Exercise brief: After locating the line with "For the target" in the data that follows, return it and every later line exactly, up to and including the line with "positive clicks: (130, 314)".

(Input Opens)

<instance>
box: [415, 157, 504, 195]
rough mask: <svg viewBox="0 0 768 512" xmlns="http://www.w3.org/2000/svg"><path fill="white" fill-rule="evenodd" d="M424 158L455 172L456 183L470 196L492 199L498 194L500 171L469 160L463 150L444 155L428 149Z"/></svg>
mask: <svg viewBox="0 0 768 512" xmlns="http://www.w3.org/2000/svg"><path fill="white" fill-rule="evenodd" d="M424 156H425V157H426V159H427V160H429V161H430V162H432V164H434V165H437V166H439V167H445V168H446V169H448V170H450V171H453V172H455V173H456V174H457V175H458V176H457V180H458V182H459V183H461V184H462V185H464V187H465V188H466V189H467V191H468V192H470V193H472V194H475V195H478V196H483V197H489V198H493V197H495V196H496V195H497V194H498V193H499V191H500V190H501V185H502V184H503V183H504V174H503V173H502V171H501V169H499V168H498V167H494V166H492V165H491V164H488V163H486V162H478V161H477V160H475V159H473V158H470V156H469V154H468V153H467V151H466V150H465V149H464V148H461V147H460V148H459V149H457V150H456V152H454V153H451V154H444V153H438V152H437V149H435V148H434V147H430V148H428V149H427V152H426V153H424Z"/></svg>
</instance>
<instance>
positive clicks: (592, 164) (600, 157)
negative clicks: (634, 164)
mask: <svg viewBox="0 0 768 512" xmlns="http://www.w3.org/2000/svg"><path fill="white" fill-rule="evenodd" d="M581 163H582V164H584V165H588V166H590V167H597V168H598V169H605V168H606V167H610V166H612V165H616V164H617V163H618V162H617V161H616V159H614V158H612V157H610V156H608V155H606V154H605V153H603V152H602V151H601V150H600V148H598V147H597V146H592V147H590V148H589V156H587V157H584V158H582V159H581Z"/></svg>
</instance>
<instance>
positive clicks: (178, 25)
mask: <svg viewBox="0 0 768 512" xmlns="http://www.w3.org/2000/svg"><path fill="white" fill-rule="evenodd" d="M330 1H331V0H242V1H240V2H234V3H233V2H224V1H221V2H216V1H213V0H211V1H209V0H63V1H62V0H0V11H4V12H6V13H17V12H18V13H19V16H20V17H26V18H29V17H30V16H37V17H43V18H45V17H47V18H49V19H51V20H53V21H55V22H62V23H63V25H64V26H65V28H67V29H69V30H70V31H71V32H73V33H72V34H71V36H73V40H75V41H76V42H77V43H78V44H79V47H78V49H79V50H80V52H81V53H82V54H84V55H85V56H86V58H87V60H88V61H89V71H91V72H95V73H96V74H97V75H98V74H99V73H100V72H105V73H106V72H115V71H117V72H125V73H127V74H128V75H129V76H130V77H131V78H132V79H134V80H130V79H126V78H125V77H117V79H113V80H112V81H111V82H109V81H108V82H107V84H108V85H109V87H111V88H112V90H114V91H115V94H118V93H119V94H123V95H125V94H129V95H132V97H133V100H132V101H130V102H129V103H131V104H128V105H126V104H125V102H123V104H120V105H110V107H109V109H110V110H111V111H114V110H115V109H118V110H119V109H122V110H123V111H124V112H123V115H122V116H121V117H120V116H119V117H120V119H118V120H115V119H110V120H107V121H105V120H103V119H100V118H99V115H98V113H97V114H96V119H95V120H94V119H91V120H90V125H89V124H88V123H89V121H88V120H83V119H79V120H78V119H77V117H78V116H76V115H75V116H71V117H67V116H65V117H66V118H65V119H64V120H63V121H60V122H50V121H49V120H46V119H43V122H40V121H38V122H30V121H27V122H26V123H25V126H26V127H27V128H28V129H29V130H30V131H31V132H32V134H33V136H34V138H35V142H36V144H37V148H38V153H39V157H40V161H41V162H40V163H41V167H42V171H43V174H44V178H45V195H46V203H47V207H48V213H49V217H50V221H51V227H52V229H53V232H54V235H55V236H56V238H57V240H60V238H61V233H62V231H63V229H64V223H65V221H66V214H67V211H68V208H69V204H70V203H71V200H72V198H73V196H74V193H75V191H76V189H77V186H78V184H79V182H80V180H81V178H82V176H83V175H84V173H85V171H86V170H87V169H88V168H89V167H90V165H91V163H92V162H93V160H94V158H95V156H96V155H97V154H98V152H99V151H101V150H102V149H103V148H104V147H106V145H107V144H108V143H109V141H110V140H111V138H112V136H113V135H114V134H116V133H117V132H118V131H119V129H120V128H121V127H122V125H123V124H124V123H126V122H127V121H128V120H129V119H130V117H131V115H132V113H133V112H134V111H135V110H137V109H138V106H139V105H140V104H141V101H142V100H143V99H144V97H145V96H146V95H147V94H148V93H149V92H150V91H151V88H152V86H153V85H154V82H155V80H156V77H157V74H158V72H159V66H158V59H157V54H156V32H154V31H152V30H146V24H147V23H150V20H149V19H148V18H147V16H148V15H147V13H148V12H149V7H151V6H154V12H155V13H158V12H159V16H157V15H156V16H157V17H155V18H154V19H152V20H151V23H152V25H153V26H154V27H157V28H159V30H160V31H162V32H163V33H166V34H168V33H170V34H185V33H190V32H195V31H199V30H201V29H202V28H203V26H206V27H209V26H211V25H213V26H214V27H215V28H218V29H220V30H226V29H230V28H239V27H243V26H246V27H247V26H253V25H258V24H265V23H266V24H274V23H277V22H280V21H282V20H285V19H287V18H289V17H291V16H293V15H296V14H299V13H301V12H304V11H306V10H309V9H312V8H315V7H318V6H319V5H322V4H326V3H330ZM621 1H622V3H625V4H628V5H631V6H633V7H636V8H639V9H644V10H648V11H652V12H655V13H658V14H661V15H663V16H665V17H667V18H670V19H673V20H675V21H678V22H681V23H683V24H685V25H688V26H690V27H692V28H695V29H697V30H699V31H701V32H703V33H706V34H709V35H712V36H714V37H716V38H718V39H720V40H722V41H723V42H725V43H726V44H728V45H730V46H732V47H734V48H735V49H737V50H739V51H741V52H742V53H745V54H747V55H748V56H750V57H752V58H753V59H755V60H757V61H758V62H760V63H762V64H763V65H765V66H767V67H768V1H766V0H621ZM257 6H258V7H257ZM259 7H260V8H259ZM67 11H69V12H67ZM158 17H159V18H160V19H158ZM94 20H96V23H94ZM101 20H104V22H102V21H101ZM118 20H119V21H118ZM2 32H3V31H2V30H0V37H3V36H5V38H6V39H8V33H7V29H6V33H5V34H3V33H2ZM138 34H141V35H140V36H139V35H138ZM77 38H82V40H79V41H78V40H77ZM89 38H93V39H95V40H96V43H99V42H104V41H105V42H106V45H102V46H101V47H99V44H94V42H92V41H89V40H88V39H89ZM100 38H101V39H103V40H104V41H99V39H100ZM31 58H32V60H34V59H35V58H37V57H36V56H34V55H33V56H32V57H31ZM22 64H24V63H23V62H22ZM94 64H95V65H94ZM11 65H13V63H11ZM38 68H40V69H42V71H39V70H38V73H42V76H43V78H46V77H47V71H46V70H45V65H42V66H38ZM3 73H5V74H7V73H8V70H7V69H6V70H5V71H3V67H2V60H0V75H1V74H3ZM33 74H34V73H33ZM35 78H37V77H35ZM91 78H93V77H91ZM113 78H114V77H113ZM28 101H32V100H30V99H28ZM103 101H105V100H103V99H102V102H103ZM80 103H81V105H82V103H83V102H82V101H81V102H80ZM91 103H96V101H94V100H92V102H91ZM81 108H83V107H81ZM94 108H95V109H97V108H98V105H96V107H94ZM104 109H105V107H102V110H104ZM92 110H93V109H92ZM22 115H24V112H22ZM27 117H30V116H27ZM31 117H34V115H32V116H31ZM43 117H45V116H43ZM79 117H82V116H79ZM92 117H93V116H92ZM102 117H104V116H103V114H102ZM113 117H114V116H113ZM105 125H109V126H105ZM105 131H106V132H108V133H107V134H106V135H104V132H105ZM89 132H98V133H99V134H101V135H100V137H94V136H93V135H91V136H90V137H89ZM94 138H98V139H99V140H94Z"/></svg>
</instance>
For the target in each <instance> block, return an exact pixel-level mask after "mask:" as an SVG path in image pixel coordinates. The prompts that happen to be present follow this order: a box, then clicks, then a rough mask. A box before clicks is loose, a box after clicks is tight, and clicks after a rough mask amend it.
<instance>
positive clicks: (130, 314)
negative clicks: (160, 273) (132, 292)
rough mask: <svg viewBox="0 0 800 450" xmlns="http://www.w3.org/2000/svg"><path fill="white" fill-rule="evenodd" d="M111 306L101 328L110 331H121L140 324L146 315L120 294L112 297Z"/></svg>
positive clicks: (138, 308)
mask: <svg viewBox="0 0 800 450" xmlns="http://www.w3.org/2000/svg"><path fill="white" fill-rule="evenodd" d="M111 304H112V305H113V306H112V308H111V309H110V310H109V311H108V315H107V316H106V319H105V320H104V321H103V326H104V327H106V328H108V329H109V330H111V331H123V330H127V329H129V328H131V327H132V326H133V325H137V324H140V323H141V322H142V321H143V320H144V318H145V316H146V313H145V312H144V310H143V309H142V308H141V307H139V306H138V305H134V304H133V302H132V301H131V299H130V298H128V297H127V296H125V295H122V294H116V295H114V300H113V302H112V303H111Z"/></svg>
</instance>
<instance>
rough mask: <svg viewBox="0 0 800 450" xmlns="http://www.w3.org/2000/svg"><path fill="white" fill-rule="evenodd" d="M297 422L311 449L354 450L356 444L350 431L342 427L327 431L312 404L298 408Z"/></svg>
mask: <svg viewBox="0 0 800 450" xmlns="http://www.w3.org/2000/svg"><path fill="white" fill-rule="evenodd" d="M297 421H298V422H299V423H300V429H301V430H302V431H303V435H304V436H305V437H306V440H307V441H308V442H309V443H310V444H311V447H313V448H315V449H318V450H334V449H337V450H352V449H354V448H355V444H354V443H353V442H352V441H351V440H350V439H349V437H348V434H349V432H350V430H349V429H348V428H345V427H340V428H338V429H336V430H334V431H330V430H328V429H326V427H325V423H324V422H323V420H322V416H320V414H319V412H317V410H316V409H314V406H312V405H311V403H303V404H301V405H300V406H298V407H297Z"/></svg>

(Input Closes)

Solution:
For the target in each <instance> block, return an exact pixel-level mask after "mask:" as an SVG path in image pixel coordinates. The prompts that happen to be present follow this order: a box, then clicks, then a rough mask. A box before clicks is loose, a box after clicks is tight, and clicks after a rough mask amend it.
<instance>
positive clicks: (130, 314)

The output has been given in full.